Your task
Return the records that follow unaltered. Omit every picture.
* start *
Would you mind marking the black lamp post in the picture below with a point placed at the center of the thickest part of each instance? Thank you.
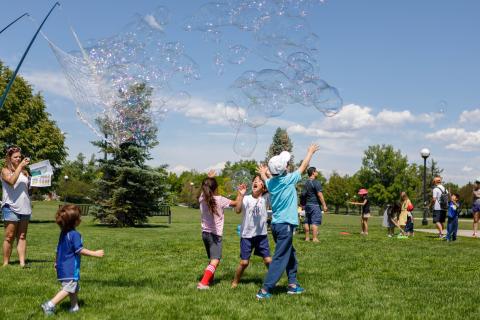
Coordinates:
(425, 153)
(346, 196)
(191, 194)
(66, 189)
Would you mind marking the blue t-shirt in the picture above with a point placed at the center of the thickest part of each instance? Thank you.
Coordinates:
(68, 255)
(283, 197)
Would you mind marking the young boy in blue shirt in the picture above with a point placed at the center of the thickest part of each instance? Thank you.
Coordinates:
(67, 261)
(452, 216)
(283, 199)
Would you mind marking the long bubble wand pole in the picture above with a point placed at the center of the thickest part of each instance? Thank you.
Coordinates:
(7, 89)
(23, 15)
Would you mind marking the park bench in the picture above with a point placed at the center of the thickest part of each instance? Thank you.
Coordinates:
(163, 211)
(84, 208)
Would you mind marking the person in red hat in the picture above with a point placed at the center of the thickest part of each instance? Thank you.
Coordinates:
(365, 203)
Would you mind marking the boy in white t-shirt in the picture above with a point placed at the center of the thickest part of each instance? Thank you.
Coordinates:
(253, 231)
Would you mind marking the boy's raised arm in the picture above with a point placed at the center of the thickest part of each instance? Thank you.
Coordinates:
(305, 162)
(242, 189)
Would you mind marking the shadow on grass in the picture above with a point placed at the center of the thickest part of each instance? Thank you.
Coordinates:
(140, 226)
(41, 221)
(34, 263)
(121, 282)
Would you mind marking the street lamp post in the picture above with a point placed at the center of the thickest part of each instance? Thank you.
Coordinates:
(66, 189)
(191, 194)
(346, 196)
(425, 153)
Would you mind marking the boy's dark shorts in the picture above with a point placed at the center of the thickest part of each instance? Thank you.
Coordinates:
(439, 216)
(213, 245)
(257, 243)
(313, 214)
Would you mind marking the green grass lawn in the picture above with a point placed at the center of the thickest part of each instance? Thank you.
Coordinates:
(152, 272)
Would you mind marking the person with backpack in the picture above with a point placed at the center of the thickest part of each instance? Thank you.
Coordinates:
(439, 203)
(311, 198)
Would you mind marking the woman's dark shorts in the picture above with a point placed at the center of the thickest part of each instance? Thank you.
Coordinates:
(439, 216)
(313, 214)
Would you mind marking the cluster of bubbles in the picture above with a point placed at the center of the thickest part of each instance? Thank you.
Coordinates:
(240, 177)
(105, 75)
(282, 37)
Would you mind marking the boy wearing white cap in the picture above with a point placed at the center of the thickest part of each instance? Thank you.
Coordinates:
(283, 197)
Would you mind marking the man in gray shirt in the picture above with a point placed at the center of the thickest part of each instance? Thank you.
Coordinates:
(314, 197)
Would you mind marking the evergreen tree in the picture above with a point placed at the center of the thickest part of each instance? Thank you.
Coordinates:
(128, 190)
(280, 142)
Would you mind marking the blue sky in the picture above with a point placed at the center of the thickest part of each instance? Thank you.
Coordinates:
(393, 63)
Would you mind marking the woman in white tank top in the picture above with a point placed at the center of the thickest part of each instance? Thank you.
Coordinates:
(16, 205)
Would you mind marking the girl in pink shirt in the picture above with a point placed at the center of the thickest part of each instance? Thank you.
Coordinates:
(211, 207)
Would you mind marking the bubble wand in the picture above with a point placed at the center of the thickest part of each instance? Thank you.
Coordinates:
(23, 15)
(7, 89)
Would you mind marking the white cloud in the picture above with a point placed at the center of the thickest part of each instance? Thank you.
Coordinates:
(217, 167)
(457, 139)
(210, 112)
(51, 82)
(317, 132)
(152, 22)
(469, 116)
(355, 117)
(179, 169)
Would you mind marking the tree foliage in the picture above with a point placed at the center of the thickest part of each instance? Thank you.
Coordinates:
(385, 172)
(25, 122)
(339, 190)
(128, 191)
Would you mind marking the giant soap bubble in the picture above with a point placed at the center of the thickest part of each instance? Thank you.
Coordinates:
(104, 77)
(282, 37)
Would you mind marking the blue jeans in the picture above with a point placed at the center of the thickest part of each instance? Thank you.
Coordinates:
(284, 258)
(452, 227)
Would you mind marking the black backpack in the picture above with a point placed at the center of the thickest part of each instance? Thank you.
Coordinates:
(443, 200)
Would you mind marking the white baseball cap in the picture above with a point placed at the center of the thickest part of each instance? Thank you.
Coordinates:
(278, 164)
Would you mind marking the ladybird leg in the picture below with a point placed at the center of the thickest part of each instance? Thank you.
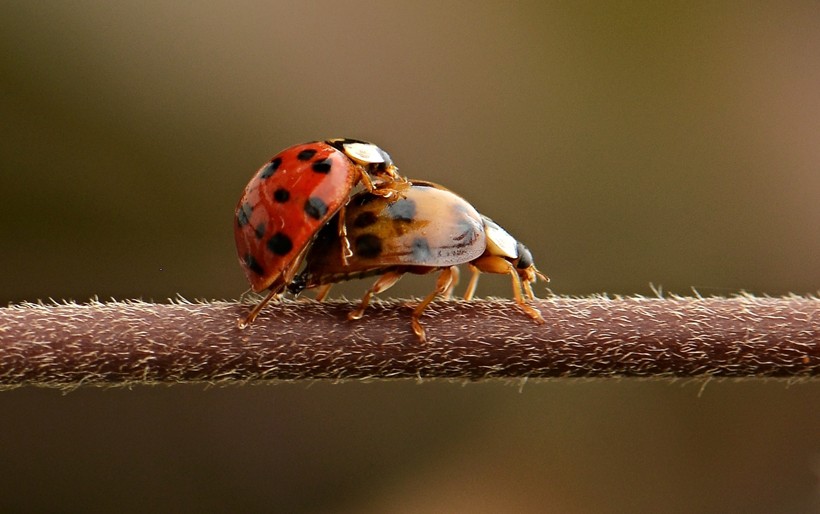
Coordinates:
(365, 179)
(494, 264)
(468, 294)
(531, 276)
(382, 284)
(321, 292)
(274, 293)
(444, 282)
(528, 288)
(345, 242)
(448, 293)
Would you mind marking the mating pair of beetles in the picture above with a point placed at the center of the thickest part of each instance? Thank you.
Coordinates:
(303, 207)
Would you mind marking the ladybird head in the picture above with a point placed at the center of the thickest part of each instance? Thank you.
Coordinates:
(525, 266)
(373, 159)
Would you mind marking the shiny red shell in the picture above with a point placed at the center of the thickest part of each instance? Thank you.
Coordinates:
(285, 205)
* end *
Answer to this task
Would you mind marking the black lamp post in the picture below with a point placed at the center of the thickest part of each instance? Thank you.
Coordinates:
(425, 153)
(346, 196)
(191, 194)
(66, 189)
Would you mind marking the blue t-shirt in the picture above with a point placed at the center of the thickest part of each instance? Thank you.
Coordinates:
(68, 255)
(283, 197)
Would you mind marking the young boy in blue shirt in the picture above with a point placed at the center of the thickest part of each instance? Thank you.
Coordinates:
(67, 261)
(452, 216)
(283, 199)
Would you mind marking the long bubble wand pole in the picture above with a point placed at the center of the thickest part of each instance? Thank you.
Coordinates:
(7, 89)
(23, 15)
Would you mind marking the park bench in the picture above with a point placed at the center of the thickest part of each instance? Thank you.
Coordinates:
(163, 211)
(84, 208)
Would you mind marking the person in red hat in the picture above with a point placed at the center of the thickest part of each instance? Thank you.
Coordinates:
(365, 203)
Would you mind marking the boy in white t-shirt in the picture above with a point placed at the center of the thickest part of each instance? Thank you.
Coordinates:
(253, 231)
Would you mind marking the boy's raised arm in the picture above with a point placed at the center of the thickest part of each instance? Thank you.
Coordinates:
(305, 162)
(242, 189)
Would you mind marking the shadow on grass in the picture above with a point placed at the center of the thickest part of each instance? Thank you.
Coordinates:
(140, 226)
(41, 221)
(34, 263)
(121, 282)
Would you mind marking the street lamp post in the picture above with a point placed at the center of the thickest part of each instance? Thank you.
Coordinates:
(66, 189)
(191, 194)
(346, 196)
(425, 153)
Would you mind marking the boy's dark shorts in the picture above with a point placed at the center of the thickest part of each instance? Thank you.
Coordinates:
(439, 216)
(213, 245)
(257, 243)
(313, 214)
Would you mind marking the green grass lawn in the picture above with a point placed at the center of the thickest part of each instance? Thank you.
Coordinates:
(152, 272)
Would you mind marking the person with backpack in the picture above with a point placed at the center of the thickest part of each instance? Thank you.
Coordinates:
(439, 203)
(311, 198)
Would you mind marking the woman's dark shorts in the picture above with a point placed at the center of the thickest part of each instance? Thank you.
Coordinates:
(439, 216)
(313, 214)
Would you mind marking the cluster of bubbles in the picture above with a point placed at the center of the thickest part of each instance? Thank you.
Coordinates:
(240, 177)
(105, 75)
(282, 37)
Would you mind marking the boy wearing white cap in the picture above with a point placed at the center of the thickest part of each instance? Thank you.
Coordinates:
(283, 197)
Would you mind marking the man in gray shirt in the picture above with a point placed at the center of the thickest part of each instance? Thank you.
Coordinates:
(314, 197)
Would you mind marking the evergreen tree in the picture above with a point placed at the center of the thickest part of each instance? Thank you.
Coordinates:
(128, 190)
(280, 142)
Would you mind marking the blue sky in the picture above with a point placed at the center of the thickest part of each instance? Thank you.
Coordinates:
(393, 63)
Would you mind marking the woman in white tank top in the picture above with a point placed at the center of the thickest part of each instance? Thank you.
Coordinates:
(16, 205)
Would you mind marking the girl in pink shirt in the picture above with a point placed at the center of the thickest part of each instance? Thank you.
Coordinates:
(211, 207)
Would you mind marking the bubble wand in the picture above with a point placed at the center of the thickest part of each instance? Thank you.
Coordinates:
(23, 15)
(7, 89)
Would you mind marking the white cloud in the picture above with a point placed at the center of the thickest part of each instance? Thank you.
Coordinates:
(217, 167)
(457, 139)
(210, 112)
(51, 82)
(317, 132)
(152, 22)
(469, 116)
(355, 117)
(179, 169)
Would you mind marking the tree foliage in the picture above with a point placed at the center of the thickest part of each instance? Thank you.
Coordinates:
(385, 172)
(25, 122)
(339, 190)
(128, 191)
Would you mind marking the giant soap bubble in the picture above with a point placed at the center of the thickest part of each instance? Thank you.
Coordinates:
(104, 77)
(282, 37)
Would you mind marking the blue jeans in the picture above with a point placed at the center of the thickest part of each instance? Thank you.
Coordinates:
(284, 258)
(452, 227)
Would you mind marking the black backpack in the picture above with a point placed at the center of the thickest part of each instance? Thank you.
Coordinates:
(443, 200)
Would you mind marking the white baseball cap in the picture above with a point placed at the center of the thickest part of each instance? Thank you.
Coordinates:
(278, 164)
Would you mind marking the ladybird leg in the picture below with a point placed at the center of the thickest part of each instance? Thank you.
Coordinates:
(365, 179)
(494, 264)
(468, 294)
(531, 276)
(382, 284)
(321, 292)
(274, 293)
(444, 282)
(528, 288)
(345, 242)
(448, 293)
Would you mind marking the mating pair of beetles in the picture above with a point placed at the center of the thickest part of each instance? Thank you.
Coordinates:
(303, 207)
Would you mind marking the ladybird head in the picture above with a point placed at the center of the thickest part of each instance? Thank you.
Coordinates:
(525, 266)
(373, 159)
Would you mind marking the shiny red shell in the picture above with a point placed at the center of the thickest part of each instance? Thank you.
Coordinates:
(285, 205)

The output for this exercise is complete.